Each line from the beginning of the entries below through the line that includes "Would you kindly put a point on the shoulder" must be returned exactly as given.

THE INPUT Start Marker

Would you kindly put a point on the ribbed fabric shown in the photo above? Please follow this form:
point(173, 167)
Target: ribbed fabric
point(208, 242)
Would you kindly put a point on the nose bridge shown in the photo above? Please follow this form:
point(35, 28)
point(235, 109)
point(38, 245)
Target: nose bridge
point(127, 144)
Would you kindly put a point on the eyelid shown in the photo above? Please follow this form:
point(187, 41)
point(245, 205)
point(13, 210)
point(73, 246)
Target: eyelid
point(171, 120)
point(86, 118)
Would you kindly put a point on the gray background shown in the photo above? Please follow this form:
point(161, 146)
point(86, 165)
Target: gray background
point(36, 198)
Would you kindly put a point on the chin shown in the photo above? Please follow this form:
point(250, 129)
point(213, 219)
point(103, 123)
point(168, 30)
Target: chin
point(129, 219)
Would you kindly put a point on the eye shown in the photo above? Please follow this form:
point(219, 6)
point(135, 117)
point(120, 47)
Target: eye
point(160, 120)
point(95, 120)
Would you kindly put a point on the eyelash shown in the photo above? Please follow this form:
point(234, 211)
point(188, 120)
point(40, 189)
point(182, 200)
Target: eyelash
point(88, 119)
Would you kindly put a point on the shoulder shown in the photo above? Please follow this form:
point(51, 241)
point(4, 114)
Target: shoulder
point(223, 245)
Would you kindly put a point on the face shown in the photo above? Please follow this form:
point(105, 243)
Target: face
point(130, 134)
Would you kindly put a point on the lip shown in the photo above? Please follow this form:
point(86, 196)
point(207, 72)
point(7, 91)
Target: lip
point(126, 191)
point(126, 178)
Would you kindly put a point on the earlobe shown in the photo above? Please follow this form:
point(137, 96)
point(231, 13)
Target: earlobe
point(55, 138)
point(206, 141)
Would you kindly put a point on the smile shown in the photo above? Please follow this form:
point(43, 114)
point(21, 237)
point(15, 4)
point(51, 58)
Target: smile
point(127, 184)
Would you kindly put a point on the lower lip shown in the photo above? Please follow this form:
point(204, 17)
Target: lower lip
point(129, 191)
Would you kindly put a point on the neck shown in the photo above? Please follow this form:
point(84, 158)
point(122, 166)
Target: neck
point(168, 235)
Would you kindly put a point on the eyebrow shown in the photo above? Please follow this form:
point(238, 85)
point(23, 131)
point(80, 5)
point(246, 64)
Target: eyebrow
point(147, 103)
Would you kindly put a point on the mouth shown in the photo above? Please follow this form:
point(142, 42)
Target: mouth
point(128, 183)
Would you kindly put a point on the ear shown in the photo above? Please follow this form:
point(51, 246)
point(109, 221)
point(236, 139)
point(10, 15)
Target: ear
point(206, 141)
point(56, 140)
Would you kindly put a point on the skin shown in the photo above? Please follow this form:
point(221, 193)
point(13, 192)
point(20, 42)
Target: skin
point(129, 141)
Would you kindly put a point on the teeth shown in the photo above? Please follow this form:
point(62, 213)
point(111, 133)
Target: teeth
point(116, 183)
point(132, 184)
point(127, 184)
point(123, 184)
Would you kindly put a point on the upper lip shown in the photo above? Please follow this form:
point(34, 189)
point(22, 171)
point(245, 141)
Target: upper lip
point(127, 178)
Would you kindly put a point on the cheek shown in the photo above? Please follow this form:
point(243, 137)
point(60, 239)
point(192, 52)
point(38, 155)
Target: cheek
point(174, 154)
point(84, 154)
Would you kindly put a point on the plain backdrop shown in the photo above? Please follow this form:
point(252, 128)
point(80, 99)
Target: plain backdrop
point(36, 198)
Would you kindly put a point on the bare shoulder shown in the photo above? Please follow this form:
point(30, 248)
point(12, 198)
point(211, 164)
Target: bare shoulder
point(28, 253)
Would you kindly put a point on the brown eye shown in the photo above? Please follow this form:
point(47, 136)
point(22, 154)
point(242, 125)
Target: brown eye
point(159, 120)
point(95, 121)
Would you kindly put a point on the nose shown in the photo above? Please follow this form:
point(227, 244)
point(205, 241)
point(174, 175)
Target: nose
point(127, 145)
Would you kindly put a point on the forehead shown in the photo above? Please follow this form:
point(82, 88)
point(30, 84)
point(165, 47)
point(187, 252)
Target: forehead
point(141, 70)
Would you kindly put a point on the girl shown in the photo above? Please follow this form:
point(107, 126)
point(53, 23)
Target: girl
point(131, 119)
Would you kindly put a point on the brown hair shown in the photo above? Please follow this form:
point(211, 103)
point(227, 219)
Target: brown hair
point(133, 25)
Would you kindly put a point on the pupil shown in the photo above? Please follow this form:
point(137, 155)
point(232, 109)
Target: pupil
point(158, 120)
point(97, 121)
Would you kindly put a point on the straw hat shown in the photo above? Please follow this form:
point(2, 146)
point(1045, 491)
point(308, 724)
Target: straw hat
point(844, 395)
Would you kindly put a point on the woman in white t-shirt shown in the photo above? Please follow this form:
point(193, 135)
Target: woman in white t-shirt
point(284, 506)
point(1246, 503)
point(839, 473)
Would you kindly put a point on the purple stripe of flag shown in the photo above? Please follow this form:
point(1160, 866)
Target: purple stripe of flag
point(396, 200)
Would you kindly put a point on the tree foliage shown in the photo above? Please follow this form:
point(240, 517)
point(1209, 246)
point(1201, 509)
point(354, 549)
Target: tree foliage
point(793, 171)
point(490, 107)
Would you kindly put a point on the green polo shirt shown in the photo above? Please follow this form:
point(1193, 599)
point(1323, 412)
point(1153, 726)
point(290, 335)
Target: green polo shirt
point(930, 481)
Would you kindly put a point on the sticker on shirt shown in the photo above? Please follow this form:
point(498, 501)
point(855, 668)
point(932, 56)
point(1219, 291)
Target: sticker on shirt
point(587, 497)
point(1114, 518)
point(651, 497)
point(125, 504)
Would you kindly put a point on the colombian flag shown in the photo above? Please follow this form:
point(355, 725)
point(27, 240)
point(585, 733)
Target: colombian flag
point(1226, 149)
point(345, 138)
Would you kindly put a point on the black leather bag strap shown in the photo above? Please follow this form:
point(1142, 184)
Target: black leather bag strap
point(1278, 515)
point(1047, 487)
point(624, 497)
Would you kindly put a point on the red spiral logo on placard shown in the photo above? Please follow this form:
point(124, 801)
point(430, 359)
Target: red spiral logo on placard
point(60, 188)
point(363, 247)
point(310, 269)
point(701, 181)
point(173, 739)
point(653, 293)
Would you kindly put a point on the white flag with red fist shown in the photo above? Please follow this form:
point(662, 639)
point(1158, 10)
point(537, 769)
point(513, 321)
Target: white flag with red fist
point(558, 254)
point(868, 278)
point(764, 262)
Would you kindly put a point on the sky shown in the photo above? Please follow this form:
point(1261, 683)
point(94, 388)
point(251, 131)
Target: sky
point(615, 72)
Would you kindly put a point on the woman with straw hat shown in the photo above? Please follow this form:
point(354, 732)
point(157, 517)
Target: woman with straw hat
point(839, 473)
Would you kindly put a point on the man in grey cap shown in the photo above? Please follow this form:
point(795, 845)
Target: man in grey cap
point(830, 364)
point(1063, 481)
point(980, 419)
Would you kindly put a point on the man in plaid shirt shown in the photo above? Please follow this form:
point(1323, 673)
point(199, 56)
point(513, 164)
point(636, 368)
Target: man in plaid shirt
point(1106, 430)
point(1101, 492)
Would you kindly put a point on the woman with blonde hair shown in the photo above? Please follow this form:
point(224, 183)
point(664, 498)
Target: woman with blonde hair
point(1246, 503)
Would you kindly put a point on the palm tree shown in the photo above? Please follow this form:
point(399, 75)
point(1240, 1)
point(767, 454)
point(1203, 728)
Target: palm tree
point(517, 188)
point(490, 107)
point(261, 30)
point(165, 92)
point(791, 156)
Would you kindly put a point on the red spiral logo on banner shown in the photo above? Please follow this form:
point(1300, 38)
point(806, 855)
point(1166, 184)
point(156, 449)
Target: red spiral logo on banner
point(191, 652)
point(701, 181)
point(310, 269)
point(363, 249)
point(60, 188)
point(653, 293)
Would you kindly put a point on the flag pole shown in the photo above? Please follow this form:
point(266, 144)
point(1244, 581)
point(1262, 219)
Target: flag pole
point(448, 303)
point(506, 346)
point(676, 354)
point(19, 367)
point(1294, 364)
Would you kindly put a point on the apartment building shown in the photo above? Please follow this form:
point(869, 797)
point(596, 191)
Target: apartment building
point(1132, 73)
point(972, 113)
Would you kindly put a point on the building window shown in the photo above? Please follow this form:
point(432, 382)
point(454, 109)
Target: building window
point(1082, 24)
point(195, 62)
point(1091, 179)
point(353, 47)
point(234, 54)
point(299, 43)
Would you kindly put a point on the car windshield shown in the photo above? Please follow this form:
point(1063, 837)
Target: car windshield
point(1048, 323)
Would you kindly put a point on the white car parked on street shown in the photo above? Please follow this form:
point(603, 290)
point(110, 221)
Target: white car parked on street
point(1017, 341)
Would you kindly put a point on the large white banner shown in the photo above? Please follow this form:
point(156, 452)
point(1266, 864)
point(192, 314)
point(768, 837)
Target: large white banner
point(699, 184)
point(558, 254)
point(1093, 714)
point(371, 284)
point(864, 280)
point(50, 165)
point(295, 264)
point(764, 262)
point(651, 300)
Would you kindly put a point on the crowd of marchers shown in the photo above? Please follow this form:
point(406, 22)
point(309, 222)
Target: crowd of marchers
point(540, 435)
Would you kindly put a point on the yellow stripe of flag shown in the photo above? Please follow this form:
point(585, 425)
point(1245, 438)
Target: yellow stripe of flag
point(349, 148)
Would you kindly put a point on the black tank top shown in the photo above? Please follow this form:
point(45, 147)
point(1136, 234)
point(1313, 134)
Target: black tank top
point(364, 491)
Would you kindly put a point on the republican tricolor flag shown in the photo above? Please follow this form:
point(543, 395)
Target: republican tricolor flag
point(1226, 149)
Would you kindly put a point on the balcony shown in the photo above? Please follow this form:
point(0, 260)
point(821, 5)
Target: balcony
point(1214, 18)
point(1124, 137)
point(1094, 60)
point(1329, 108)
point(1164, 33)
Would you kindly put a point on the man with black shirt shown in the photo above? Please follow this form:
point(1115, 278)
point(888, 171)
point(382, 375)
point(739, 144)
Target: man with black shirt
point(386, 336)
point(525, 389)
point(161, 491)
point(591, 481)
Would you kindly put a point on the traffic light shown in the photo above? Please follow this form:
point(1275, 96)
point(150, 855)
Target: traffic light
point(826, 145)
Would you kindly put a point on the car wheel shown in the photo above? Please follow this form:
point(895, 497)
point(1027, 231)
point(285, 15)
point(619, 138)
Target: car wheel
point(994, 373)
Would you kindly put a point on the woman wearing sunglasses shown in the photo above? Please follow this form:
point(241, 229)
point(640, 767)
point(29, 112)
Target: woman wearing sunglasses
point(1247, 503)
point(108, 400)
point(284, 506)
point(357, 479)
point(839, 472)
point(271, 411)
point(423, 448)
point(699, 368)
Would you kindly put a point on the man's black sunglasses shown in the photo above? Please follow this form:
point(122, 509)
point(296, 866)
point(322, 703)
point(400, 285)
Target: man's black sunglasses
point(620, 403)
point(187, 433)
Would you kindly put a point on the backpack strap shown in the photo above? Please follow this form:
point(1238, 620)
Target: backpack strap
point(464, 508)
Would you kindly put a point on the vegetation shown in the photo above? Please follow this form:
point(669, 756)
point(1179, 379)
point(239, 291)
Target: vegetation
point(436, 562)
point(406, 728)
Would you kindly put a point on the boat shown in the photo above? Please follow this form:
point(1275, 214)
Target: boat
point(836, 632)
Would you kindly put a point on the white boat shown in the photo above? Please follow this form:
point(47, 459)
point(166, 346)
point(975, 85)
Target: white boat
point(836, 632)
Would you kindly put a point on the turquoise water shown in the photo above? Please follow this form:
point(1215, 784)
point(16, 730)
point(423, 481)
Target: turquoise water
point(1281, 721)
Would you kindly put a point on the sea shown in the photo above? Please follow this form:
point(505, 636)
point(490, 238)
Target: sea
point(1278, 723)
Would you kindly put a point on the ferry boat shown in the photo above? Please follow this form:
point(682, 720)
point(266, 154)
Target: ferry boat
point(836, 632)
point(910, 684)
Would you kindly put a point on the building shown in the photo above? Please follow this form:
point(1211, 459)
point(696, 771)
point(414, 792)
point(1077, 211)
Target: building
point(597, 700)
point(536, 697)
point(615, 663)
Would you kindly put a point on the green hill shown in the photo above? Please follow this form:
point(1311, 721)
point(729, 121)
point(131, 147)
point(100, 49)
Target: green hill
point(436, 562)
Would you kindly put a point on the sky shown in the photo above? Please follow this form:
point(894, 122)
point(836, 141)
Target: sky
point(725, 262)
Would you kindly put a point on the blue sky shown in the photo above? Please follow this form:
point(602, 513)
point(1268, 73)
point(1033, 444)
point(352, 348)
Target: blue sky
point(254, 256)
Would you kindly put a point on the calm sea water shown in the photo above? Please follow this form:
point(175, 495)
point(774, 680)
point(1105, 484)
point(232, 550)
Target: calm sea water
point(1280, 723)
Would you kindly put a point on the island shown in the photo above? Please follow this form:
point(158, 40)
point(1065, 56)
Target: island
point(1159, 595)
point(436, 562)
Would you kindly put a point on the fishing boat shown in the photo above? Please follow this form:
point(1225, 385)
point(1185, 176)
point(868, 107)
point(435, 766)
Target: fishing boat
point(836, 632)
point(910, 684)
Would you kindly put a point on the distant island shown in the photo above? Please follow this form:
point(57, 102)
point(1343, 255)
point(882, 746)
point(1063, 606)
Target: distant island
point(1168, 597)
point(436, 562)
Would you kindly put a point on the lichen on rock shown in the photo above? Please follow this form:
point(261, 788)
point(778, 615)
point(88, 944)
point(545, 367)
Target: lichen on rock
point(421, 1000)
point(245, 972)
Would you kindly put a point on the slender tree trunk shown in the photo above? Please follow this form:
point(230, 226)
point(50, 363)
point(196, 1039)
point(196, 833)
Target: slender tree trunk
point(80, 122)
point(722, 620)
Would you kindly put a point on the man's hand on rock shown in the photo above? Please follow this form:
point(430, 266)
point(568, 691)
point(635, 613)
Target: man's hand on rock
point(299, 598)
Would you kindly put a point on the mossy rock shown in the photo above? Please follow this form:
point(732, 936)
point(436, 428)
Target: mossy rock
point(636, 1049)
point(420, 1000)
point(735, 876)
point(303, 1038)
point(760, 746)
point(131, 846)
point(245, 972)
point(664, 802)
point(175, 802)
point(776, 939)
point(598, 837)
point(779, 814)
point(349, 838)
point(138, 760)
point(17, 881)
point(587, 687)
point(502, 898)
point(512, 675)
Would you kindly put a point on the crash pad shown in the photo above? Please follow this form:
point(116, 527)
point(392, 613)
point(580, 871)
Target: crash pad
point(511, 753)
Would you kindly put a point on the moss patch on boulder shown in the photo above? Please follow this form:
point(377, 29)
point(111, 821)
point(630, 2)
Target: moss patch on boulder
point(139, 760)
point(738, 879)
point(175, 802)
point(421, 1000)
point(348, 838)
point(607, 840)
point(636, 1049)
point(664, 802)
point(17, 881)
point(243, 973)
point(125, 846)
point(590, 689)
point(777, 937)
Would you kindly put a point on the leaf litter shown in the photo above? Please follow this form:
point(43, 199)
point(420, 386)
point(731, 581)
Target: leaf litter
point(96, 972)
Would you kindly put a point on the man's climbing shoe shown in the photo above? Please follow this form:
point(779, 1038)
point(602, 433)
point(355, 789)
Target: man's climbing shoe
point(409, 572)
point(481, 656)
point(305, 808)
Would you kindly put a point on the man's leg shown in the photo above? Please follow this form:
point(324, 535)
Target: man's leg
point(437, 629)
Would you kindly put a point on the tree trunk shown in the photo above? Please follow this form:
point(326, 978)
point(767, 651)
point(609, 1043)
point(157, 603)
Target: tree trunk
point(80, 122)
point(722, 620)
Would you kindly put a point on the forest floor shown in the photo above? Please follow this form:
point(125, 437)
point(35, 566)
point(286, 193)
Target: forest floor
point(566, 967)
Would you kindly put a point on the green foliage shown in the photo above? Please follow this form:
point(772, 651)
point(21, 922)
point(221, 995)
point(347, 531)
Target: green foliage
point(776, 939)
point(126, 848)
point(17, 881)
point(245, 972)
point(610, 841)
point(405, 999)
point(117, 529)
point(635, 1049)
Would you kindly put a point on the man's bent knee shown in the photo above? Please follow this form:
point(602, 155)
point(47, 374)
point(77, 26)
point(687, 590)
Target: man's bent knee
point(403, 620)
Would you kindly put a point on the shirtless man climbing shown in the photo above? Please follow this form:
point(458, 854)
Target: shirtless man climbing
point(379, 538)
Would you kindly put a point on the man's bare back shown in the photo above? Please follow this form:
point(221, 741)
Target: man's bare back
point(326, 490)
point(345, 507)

THE INPUT End Marker

**WORKED SOLUTION:**
Would you kindly put a point on the ribbed fabric shown in the photo above? Please follow this form:
point(173, 167)
Target: ribbed fabric
point(208, 242)
Would you kindly put a point on the nose bridge shown in the photo above? Please follow this form:
point(35, 28)
point(235, 109)
point(38, 245)
Target: nose bridge
point(127, 144)
Would you kindly put a point on the eyelid shown in the photo above? Please follow this form:
point(187, 41)
point(245, 205)
point(13, 210)
point(73, 246)
Target: eyelid
point(171, 120)
point(86, 118)
Would you kindly put a point on the gray background shown in the photo above? Please follow this form:
point(161, 146)
point(86, 165)
Target: gray background
point(36, 198)
Would you kindly put a point on the chin shown in the photo above? Please follow this form:
point(250, 129)
point(213, 219)
point(103, 123)
point(168, 30)
Target: chin
point(129, 219)
Would you kindly put a point on the eye shown in the photo above? Please follow this form:
point(219, 6)
point(135, 117)
point(120, 47)
Target: eye
point(160, 120)
point(95, 120)
Would you kindly put a point on the eyelash shown in the photo above? Please follow this form:
point(234, 211)
point(188, 120)
point(40, 189)
point(182, 200)
Target: eyelash
point(88, 119)
Would you kindly put a point on the shoulder shown in the photo above? Please follow this form:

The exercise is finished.